>> START Extracted data
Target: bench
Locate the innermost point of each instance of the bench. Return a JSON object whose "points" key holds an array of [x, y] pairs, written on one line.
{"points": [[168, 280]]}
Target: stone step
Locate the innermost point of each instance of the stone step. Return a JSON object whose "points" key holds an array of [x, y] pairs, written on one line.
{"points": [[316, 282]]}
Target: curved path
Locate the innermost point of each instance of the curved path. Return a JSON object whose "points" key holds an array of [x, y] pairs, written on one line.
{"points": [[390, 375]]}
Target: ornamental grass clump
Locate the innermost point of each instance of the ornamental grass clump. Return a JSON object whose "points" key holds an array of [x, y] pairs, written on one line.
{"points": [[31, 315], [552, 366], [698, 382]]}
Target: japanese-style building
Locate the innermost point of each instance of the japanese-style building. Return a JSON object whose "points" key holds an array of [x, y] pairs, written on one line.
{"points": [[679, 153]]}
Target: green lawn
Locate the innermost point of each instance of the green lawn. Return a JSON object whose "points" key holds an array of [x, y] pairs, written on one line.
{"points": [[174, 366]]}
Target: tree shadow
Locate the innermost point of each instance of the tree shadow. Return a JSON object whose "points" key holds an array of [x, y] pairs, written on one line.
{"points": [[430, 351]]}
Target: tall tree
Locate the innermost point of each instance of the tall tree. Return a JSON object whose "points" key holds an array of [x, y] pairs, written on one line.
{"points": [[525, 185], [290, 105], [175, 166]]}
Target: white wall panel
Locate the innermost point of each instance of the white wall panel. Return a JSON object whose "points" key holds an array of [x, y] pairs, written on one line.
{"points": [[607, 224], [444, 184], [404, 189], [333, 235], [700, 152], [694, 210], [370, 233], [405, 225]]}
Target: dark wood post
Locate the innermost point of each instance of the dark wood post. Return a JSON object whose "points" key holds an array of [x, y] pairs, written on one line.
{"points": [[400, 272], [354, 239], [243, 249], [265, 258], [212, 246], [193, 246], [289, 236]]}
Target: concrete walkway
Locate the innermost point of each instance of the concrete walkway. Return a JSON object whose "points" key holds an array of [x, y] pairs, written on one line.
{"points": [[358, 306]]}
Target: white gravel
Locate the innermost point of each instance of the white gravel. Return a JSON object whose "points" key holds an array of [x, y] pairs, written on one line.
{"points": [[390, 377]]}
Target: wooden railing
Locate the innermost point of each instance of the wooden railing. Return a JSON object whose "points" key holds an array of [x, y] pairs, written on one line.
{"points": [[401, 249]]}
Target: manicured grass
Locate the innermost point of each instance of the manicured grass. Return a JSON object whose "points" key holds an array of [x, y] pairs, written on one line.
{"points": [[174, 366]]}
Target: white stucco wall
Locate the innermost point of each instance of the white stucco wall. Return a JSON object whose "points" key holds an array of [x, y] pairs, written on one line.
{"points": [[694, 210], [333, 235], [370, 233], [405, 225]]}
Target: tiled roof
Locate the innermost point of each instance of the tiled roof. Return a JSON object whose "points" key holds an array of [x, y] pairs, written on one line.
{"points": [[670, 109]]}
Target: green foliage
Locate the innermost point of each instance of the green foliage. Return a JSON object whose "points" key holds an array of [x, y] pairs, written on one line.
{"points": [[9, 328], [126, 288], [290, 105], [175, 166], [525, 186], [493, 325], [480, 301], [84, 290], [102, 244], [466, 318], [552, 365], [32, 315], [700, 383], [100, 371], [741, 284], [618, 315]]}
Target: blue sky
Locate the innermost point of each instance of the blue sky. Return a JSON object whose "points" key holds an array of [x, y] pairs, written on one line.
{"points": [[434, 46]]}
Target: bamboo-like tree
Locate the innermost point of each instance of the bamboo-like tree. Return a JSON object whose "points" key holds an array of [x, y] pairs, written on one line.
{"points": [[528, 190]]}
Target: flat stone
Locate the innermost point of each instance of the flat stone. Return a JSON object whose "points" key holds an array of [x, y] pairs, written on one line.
>> END Extracted data
## Stated problem:
Give as a JSON list of strings, one per line with blank lines left out, the records starting with the line that contains "Target: flat stone" and going on through the end of the records.

## The result:
[
  "Target: flat stone",
  "Locate the innermost point of each instance of the flat stone. Return a JSON object whose \"points\" key holds an array of [x, y] pairs, written on one line."
]